TASKS TO CARRY OUT.
1. Rewrite the soccer history passage starting with "Even more striking" and going on through "by wooden posts.", putting "British expatriates" in place of "Englishmen".
2. Answer these questions from the soccer history passage, one per line:
(a) In what year was Denmark's Københaven Boldklub established?
(b) When did the FA establish its league?
(c) In which city did English factory workers seem to play a substantial role in the early spread of the game?

PASSAGE TO READ.
= = = = = = =

In my previous post in honor of the World Cup, I explored the role that soccer’s early adoption of professionalism played both in its rapid growth and in that tournament’s founding. But that a World Cup was even feasible by the start of the 20th Century is itself a testimony to the remarkable global expansion of a sport whose rules were still being codified within its birth nation less than forty years earlier.
The Reading Room
Soccer’s Invisible Hand: Globalization
Soccer’s rapid dissemination through Europe is understandable, though still impressive. Switzerland’s Lausanne Cricket and Football Club was established in 1860, Denmark’s Københaven Boldklub (Copenhagen Ball Club) in 1876 (the first football-only sports club on the continent), Holland’s Haarlemse FC in 1879 (switching from rugby to soccer rules in 1883), and Vienna’s Der Challenger Cup (an FA Cup-style competition open to all football clubs in the Austro-Hungarian Empire) in 1897.
Even more striking is how quickly football spread to South America. Football of some sort was being played in both Buenos Aires and Rio de Janeiro from the 1860s on, at least in the social clubs of their respective British business communities. David Goldblatt, in his magisterial global history of soccer, The Ball is Round, recounts a report from a Brazilian journalist of the time:
In Bom Retiro, a group of Englishmen, a bunch of maniacs as they all are, get together, from time to time, to kick around something that looks like a bull’s bladder. It gives them great satisfaction or fills them with sorrow when this kind of yellowish bladder enters a rectangle formed by wooden posts.
But soccer was not confined to British players for long. The Argentine Association Football League was established in Buenos Aires in 1893 (following a false start in 1891). Uruguay’s Montevideo clubs did the same in 1901 (though Albion Cricket Club had established a football section in 1893), and Brazil’s Sao Paulo clubs initiated the Paulista Championship in 1902, the same year that Rio de Janeiro’s oldest soccer club, Fluminense, was founded. Given that it took the FA twenty-five years to establish its league in 1888, South Americans had proven quick studies.
Stories about the emergence of football, both in South America and in continental Europe, frequently invoke British sailors (or railway workers) playing on the docks with local factory workers. But in reality, it was traveling British elites, mostly businessmen, who shared their love of soccer with anglophile local elites. In some cases, those anglophile elites went directly to the source, attending British schools and bringing a love of the game back to share with other anglophile elites.
The one apparent exception to this rule appears to be in Bilbao, where English factory workers did seem to play a substantial role in the early dissemination of the game. Yet even here, Bilbao is the outlier within the larger story of soccer’s development in Spain. In Barcelona, Madrid, Galicia, and Seville, it was English and/or anglophile elites who fostered the growth of the game.

= = = = = = =

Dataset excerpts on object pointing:
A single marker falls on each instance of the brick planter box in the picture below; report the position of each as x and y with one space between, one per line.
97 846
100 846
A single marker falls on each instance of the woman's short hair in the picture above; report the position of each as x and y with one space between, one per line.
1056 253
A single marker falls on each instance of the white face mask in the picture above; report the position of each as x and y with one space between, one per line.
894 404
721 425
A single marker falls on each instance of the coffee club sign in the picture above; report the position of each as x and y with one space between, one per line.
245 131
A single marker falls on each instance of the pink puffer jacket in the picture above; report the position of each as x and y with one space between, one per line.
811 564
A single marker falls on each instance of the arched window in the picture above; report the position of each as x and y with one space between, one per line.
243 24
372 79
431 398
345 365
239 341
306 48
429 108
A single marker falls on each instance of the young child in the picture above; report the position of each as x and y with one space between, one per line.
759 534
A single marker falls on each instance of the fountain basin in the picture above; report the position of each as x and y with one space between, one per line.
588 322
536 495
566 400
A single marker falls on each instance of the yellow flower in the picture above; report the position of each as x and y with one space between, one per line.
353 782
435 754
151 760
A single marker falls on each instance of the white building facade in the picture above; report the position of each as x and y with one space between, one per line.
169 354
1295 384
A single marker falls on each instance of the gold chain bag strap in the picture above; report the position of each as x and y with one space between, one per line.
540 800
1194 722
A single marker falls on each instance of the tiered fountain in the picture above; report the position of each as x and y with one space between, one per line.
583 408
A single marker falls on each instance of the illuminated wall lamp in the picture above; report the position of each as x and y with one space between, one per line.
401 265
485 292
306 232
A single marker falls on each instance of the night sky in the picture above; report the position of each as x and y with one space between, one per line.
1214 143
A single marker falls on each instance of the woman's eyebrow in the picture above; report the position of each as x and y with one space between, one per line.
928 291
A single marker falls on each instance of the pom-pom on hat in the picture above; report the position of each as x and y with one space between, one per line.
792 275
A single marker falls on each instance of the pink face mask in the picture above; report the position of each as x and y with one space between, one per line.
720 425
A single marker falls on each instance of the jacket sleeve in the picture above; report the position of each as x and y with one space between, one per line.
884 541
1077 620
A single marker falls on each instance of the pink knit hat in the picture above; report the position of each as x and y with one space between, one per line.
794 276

= = = = = = =

ANSWERS FOR THIS EXERCISE.
1.
Even more striking is how quickly football spread to South America. Football of some sort was being played in both Buenos Aires and Rio de Janeiro from the 1860s on, at least in the social clubs of their respective British business communities. David Goldblatt, in his magisterial global history of soccer, The Ball is Round, recounts a report from a Brazilian journalist of the time:
In Bom Retiro, a group of British expatriates, a bunch of maniacs as they all are, get together, from time to time, to kick around something that looks like a bull’s bladder. It gives them great satisfaction or fills them with sorrow when this kind of yellowish bladder enters a rectangle formed by wooden posts.

2.
(a) 1876
(b) 1888
(c) Bilbao